--- TASK DETAILS ---
Please print every one of the records below word for word, changing nothing.

=-=-=-=-=

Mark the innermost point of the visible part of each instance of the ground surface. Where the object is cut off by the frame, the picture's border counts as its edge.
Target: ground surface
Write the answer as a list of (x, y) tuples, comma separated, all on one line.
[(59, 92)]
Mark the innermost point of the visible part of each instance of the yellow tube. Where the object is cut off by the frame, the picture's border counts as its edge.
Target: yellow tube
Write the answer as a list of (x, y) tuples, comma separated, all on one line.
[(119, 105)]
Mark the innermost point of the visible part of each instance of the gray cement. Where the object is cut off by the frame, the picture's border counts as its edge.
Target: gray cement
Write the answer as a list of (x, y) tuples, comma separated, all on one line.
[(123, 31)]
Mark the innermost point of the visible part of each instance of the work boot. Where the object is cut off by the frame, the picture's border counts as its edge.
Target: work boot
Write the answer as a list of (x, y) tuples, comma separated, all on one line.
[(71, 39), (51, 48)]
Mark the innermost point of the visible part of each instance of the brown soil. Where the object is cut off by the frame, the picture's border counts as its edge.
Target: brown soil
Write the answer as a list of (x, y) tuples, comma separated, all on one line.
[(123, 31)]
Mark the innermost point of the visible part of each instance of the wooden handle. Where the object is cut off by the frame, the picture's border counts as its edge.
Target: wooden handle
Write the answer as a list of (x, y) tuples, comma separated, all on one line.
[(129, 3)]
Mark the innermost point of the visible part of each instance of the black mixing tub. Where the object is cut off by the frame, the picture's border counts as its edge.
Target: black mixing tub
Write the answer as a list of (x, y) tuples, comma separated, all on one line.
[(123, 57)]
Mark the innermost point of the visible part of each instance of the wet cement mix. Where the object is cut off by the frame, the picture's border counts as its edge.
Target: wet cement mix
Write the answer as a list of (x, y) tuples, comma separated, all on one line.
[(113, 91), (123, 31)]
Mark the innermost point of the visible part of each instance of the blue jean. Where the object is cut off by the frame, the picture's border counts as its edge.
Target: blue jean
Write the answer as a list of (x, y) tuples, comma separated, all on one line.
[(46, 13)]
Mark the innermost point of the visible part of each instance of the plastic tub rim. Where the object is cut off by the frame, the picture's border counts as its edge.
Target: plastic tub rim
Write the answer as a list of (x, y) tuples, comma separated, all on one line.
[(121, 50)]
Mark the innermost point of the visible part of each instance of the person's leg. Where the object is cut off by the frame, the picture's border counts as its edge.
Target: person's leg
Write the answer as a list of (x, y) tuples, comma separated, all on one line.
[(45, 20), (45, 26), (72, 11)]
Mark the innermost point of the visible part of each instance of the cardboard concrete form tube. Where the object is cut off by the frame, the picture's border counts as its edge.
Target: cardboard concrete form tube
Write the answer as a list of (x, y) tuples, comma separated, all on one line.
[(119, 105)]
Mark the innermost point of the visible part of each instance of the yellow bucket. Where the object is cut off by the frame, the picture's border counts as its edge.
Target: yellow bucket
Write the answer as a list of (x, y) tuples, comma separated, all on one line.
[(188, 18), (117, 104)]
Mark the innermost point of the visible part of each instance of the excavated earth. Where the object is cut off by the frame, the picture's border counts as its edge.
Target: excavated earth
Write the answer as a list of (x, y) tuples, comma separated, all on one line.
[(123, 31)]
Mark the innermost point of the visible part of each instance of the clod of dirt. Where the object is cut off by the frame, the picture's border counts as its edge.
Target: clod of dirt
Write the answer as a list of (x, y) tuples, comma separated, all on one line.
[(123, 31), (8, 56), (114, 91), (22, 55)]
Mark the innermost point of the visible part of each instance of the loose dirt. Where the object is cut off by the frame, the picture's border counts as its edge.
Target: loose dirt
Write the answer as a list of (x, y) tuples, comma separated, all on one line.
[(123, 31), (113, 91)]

=-=-=-=-=

--- CORRECT RESULT ---
Mark the innermost point of the visible part of each instance of the ground surface. Where the object is cut off by the frame, the picture's border counts as its edge.
Target: ground surface
Write the answer as a list of (x, y) tuples, comma separated, all on one line.
[(59, 92)]
Mark the innermost point of the visible part of each instance of the yellow tube. Where the object is cut off by the frame, the picture's border counts as its edge.
Target: yellow tube
Write the answer as a list of (x, y) tuples, comma separated, all on one line.
[(119, 105)]
Mark the innermost point of the visible part of each instance of the gray cement. Where the object is cut off by the frame, the picture's border counts as its edge.
Target: gray cement
Write the answer as a list of (x, y) tuples, comma separated, all on one line.
[(123, 31)]
Mark the innermost point of the visible part of each instance of the work boot. Where the object is cut off by the frame, the picture's border counts as its edge.
Target: work boot
Write the answer as a list of (x, y) tuples, comma separated, all on one line.
[(71, 39), (51, 48)]
Mark the innermost point of the visible part of each instance of the brown soil. Where the object is cut off by the frame, the picture's border counts as its edge.
Target: brown soil
Write the answer as a list of (x, y) tuples, comma separated, all on one line.
[(123, 31)]
Mark the innermost point of the visible part of each instance of the wooden handle. Where the object is cut off by the frame, the picture's border counts as its edge.
Target: wooden handle
Write the answer as a list of (x, y) tuples, comma separated, all on one line.
[(129, 3)]
Mark the innermost point of the visible part of each instance of the black mixing tub. Where the object is cut off by the frame, the picture's border counts as its edge.
Target: black mixing tub
Write the answer as a list of (x, y) tuples, comma separated, all on one line.
[(123, 57)]
Mark the innermost point of the visible part of each instance of the wet cement mix. Where the object is cut off by the frame, the picture's border counts as its edge.
Target: wet cement mix
Write the answer as a list of (x, y) tuples, comma separated, all on one line.
[(113, 91), (123, 31)]
Mark the innermost point of the visible part of each instance of the blue jean. Where the object is cut off by the frame, the picture's border counts as its edge.
Target: blue jean
Write the answer as a list of (x, y) tuples, comma separated, all on one line.
[(46, 13)]
Mark the innermost point of the visible part of each instance of the plastic tub rim. Where the object is cut off by the frame, the picture's border counts as its edge.
Target: plastic tub rim
Write the answer as a list of (x, y) tuples, comma separated, all on one line.
[(121, 50)]
Mark the innermost point of the visible part of each instance of the person's leg. Where the object is cut off by the frame, the picture's border counts as its edge.
Target: person's leg
Write the answer as a list of (x, y) tuples, comma separated, all on one line.
[(45, 20), (45, 26), (72, 11)]
Mark the innermost point of the visible part of each instance of the cardboard concrete form tube. Where the object is cut off by the frame, the picture's border counts as its edge.
Target: cardboard concrete form tube
Write the answer as a list of (x, y) tuples, comma separated, all on one line.
[(119, 105)]
Mark the innermost point of the visible part of each instance of the yellow bucket. Where the object is cut off by the frame, the picture's border counts as its edge.
Target: yellow bucket
Write the answer as a list of (x, y) tuples, comma separated, all on one line.
[(188, 18), (117, 104)]
Mark the innermost point of the visible part of each instance of the excavated earth. Where the object is cut off by the frame, the picture's border counts as its edge.
Target: excavated earth
Write the answer as a list of (x, y) tuples, comma separated, all on one line.
[(123, 31)]
Mark the innermost point of the visible part of each instance of the clod of dirt. Where the object is cut off by the frame, the picture's border counts as its edge.
Target: clod of dirt
Write the answer as a list of (x, y) tuples, comma separated, all on one line.
[(123, 31), (8, 56), (114, 91), (22, 55)]
Mark the innermost point of the visible part of each instance of the loose dirt. Where the object is cut off by the frame, the picture's border counts as its edge.
Target: loose dirt
Write the answer as a list of (x, y) tuples, comma separated, all on one line.
[(123, 31), (113, 91)]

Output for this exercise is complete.